# Start of Data listing

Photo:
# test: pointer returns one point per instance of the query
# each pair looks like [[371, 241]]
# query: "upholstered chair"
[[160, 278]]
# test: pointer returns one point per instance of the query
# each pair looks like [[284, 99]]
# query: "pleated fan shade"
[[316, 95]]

# End of Data listing
# Start of Data listing

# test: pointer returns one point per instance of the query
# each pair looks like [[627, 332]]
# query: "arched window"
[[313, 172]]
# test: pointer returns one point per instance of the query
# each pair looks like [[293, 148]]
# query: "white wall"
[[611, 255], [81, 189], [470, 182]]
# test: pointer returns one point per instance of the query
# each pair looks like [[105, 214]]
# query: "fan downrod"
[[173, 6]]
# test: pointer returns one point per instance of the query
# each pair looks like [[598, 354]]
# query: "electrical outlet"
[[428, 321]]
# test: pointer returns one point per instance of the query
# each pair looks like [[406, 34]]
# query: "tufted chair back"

# End of Data listing

Can you extract every line of the data above that contains the word "each"?

# each pair looks like [[371, 241]]
# each pair looks like [[284, 99]]
# each pair looks like [[627, 332]]
# each pair looks like [[293, 148]]
# each pair looks like [[105, 214]]
# each pair looks like [[598, 354]]
# each pair looks like [[406, 34]]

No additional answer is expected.